_Your objective_
Name every person mentioned by name in the quilting blog post below.

_Passage to read_
----

Thursday, May 10, 2007

I just bought ANOTHER quilt book!

Have you become a member of The Quilt Show yet? I joined as a Gold Star member, but really have not browsed the site much until the last few days. I have uploaded four of my quilts to the picture gallery. When you do that, your quilt images are shown at the very beginning of the gallery pages. Yesterday, I got a nice note from a quilter who had seen my pictures. After a few e-mails back and forth, she sent me a picture of a postcard she made with silhouettes of her grandchildren. It is stunning- and she kindly sent me the instructions for her process. She used black Ultrasuede for the silhouettes. Next time I am around Avery and Lily, I will be trying to get them to hold still long enough to take their portraits for silhouettes. Thanks, Margo!

I actually watched one of the shows with Ricky Tims and Alex Anderson this morning. It featured quilter Vikki Pignatelli, who is best known for quilting with curves. She demonstrated her techniques and showed some of her stunning quilts. They are very organic, with lots of trees, leaves, water lilies...she must be a fellow nature lover. So, I ordered her book Quilting By Improvisation, and now must visit a fabric store not only for Ultrasuede, but also interfacing for her techniques.
I actually am trying not to purchase so many books with quilt patterns, but I think that one that teaches the process to make original quilts is going to be valuable.

----

Data extracted from a collection:

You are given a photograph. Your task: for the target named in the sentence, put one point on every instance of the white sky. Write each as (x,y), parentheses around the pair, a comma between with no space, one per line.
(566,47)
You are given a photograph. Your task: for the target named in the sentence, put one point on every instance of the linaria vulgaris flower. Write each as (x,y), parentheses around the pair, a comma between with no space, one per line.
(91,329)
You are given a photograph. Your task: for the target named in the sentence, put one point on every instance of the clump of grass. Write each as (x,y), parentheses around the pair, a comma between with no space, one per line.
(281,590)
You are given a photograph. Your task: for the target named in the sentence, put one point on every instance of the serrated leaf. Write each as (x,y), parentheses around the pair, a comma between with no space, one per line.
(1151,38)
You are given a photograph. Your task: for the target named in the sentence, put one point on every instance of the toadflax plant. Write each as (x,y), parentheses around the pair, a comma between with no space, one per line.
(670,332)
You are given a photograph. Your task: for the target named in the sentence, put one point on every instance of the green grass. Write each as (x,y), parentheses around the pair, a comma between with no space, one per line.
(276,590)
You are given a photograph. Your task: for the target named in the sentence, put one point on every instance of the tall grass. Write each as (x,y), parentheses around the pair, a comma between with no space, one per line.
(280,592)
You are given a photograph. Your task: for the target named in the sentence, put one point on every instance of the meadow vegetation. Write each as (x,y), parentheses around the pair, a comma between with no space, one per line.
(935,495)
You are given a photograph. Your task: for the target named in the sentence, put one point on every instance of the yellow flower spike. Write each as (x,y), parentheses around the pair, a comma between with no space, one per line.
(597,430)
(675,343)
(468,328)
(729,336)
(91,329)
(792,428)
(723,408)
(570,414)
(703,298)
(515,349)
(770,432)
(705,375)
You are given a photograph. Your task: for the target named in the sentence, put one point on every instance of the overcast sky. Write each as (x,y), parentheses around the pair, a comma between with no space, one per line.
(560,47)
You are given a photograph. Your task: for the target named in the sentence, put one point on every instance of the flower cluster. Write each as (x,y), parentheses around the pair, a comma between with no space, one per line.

----

_The reply_
Avery, Lily, Margo, Ricky Tims, Alex Anderson, Vikki Pignatelli